Your assignment.
All records are to be reproduced verbatim, with images omitted.

(Photo-based referring expression data)
--------------------------------------------------
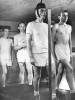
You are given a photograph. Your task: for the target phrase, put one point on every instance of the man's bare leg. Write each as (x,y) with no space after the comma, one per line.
(36,80)
(69,74)
(30,73)
(21,74)
(4,68)
(59,75)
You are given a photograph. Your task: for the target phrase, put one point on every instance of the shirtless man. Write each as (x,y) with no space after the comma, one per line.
(37,43)
(22,54)
(63,47)
(5,49)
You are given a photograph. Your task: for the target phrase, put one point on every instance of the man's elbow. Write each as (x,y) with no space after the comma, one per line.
(15,48)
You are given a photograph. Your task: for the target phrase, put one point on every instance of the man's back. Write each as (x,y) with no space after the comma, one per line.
(62,34)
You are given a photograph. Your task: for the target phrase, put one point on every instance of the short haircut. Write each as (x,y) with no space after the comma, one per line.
(22,23)
(5,28)
(65,11)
--------------------------------------------------
Result for this exercise.
You are given a photograph. Your task: for the target phrase, put one point on every instance of the man's bare leg. Write each as (x,y) with no space after the comma, one per line.
(36,80)
(69,74)
(30,73)
(21,74)
(4,68)
(59,75)
You are given a photograph. Your task: for the target phrase, put one point on every instance of the shirtless man. Write each as (x,y) with no space after the comma, one per line.
(37,43)
(22,54)
(63,47)
(5,49)
You are given a photograph. Your task: for the target phrase, put one point on every instance of the man's elbow. Write each as (x,y) with no space after the comma, one per line.
(15,48)
You are given a photograph. Your task: for the target phrase, put one point on every instance of the man's back. Write each as (x,y) with no space after the comma, one per line.
(62,34)
You are given a photograph. Your task: for the target phrase, put one point on every instance of the short haircut. Write each as (x,y) with no space after the comma, one per line.
(22,23)
(5,28)
(65,11)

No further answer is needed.